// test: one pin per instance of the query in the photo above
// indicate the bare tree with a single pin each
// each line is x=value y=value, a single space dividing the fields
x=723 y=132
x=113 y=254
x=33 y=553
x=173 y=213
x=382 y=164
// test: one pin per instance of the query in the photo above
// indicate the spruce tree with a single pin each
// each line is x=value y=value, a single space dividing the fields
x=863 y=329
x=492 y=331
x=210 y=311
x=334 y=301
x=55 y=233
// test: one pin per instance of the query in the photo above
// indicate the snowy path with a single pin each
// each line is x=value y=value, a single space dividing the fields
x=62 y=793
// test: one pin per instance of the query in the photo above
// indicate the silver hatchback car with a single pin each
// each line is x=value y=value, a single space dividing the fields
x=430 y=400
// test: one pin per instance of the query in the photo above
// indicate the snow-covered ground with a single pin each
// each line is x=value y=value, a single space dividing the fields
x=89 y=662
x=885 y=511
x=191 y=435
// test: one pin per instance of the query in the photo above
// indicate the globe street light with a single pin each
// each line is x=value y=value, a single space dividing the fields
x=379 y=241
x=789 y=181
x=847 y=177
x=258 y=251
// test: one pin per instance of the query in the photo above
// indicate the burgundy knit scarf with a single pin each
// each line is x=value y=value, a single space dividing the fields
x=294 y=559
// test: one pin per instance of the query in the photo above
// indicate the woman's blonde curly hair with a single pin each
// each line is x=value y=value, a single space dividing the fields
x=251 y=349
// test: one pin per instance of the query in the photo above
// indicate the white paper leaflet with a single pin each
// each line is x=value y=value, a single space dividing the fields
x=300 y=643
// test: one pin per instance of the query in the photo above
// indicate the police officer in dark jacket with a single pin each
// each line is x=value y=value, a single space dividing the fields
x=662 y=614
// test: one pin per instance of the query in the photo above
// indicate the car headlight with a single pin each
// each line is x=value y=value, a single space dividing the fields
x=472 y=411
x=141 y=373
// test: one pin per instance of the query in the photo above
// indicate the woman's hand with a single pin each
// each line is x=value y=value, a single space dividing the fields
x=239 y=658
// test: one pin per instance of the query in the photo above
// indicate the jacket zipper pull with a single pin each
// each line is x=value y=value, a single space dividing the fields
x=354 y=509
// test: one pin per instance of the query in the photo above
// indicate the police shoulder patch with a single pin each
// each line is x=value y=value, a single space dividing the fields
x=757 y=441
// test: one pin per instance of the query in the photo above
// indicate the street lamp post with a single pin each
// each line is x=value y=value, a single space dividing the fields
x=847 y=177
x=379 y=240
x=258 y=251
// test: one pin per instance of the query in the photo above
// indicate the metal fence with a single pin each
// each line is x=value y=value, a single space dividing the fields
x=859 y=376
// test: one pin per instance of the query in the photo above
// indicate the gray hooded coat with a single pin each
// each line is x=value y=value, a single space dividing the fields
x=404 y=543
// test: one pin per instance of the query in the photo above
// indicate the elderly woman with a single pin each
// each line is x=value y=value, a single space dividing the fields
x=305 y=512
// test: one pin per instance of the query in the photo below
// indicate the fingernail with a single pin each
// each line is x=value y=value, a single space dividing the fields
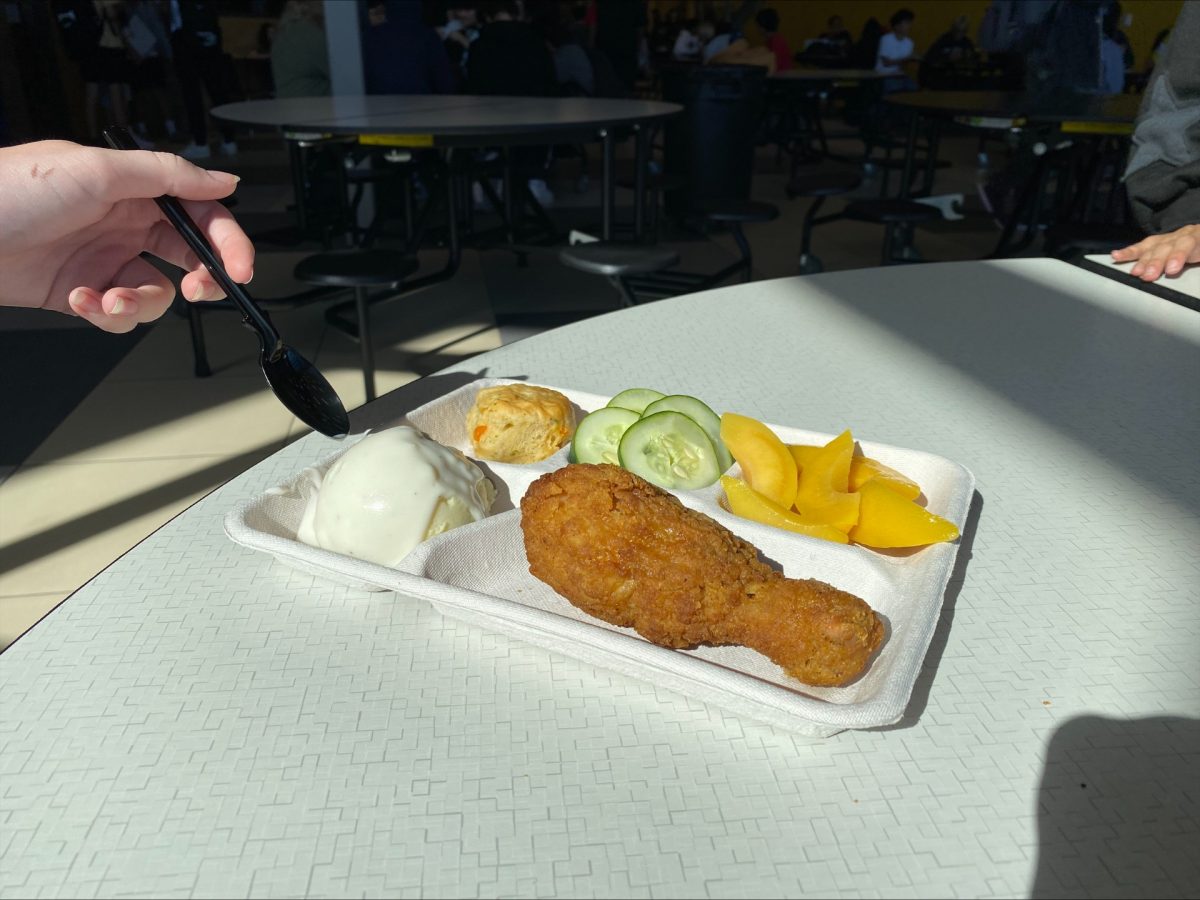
x=83 y=303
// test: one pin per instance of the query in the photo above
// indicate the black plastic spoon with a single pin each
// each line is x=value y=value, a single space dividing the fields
x=294 y=379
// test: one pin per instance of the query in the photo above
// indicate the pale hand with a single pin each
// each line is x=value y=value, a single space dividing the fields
x=75 y=219
x=1162 y=253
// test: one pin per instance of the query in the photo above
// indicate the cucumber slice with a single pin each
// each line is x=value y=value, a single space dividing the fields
x=636 y=399
x=598 y=436
x=670 y=450
x=700 y=413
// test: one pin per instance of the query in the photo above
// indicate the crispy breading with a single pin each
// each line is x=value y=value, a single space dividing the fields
x=633 y=555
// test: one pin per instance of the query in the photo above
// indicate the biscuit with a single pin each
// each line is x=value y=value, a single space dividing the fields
x=519 y=423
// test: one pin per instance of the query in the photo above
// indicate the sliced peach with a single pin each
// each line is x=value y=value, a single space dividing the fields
x=821 y=495
x=766 y=465
x=862 y=469
x=887 y=520
x=748 y=503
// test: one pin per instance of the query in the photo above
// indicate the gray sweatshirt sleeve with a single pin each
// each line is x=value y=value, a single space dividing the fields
x=1163 y=175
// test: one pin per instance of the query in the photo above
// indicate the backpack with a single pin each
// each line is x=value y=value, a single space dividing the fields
x=79 y=27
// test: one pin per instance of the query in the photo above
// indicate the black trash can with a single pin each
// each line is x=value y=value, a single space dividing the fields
x=712 y=144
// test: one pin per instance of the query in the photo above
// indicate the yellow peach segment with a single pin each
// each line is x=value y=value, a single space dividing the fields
x=767 y=466
x=748 y=503
x=864 y=468
x=887 y=520
x=821 y=495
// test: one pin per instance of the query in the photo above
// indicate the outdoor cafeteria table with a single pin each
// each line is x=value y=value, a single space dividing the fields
x=201 y=720
x=469 y=121
x=1066 y=112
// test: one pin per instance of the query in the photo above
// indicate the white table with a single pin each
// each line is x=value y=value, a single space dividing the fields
x=199 y=720
x=1182 y=288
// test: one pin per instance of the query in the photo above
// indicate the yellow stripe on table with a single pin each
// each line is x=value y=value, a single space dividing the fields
x=396 y=139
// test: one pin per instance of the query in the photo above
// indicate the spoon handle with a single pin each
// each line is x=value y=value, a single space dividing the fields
x=119 y=138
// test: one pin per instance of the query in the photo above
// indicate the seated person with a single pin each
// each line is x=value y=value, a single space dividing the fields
x=401 y=55
x=299 y=53
x=1163 y=175
x=768 y=21
x=837 y=35
x=689 y=43
x=720 y=42
x=895 y=49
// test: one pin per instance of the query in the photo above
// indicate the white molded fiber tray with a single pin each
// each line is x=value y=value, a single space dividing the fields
x=479 y=574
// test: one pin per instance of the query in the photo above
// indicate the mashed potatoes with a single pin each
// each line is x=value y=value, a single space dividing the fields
x=391 y=491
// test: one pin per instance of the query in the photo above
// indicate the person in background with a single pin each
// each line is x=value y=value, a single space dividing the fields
x=689 y=42
x=149 y=42
x=94 y=31
x=618 y=34
x=948 y=49
x=768 y=21
x=895 y=49
x=720 y=42
x=1113 y=55
x=201 y=66
x=1163 y=175
x=459 y=34
x=954 y=46
x=511 y=59
x=838 y=35
x=73 y=221
x=299 y=52
x=402 y=55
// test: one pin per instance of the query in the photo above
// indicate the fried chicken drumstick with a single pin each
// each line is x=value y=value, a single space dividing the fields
x=630 y=553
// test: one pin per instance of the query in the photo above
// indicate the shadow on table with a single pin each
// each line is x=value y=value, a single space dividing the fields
x=1119 y=809
x=919 y=699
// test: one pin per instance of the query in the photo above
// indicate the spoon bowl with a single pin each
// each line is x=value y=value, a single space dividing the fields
x=297 y=382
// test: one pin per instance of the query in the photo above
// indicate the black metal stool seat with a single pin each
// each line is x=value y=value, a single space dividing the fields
x=822 y=184
x=894 y=214
x=657 y=181
x=359 y=269
x=889 y=210
x=739 y=211
x=618 y=259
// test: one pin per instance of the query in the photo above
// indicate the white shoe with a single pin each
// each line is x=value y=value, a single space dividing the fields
x=541 y=192
x=196 y=151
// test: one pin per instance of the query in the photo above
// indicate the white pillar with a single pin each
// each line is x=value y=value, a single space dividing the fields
x=345 y=47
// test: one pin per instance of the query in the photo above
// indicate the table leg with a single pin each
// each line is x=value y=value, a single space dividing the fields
x=910 y=156
x=642 y=138
x=607 y=192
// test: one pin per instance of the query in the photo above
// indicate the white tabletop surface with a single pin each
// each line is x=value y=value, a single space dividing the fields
x=199 y=720
x=1186 y=282
x=442 y=114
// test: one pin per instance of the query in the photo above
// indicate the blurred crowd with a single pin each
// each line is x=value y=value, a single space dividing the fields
x=159 y=65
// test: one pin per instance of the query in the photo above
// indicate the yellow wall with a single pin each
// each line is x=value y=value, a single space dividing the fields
x=802 y=19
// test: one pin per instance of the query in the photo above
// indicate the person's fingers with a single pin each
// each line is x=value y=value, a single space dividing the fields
x=130 y=174
x=142 y=294
x=227 y=238
x=1183 y=251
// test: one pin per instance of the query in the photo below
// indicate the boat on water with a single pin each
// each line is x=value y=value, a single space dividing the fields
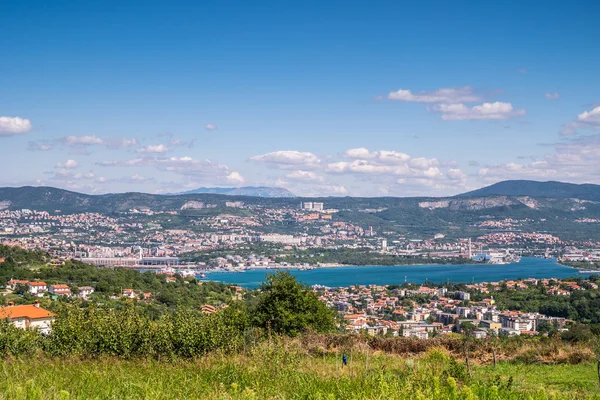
x=166 y=271
x=496 y=257
x=186 y=273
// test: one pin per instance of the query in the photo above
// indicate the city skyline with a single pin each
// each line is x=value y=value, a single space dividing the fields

> **THE EXERCISE**:
Scale the data from its first line through the line holding "x=382 y=164", both included. Repeat every line, requests too, but multiply each x and y coordinate in the answers by 0.4 and round to whole numbers, with halves going up.

> **COMPLETE RESPONSE**:
// test: one pin per instance of the query in the photo above
// indicate the bare tree with a single pin each
// each line is x=value y=value, a single space dividing the fields
x=289 y=53
x=45 y=102
x=13 y=221
x=69 y=85
x=153 y=66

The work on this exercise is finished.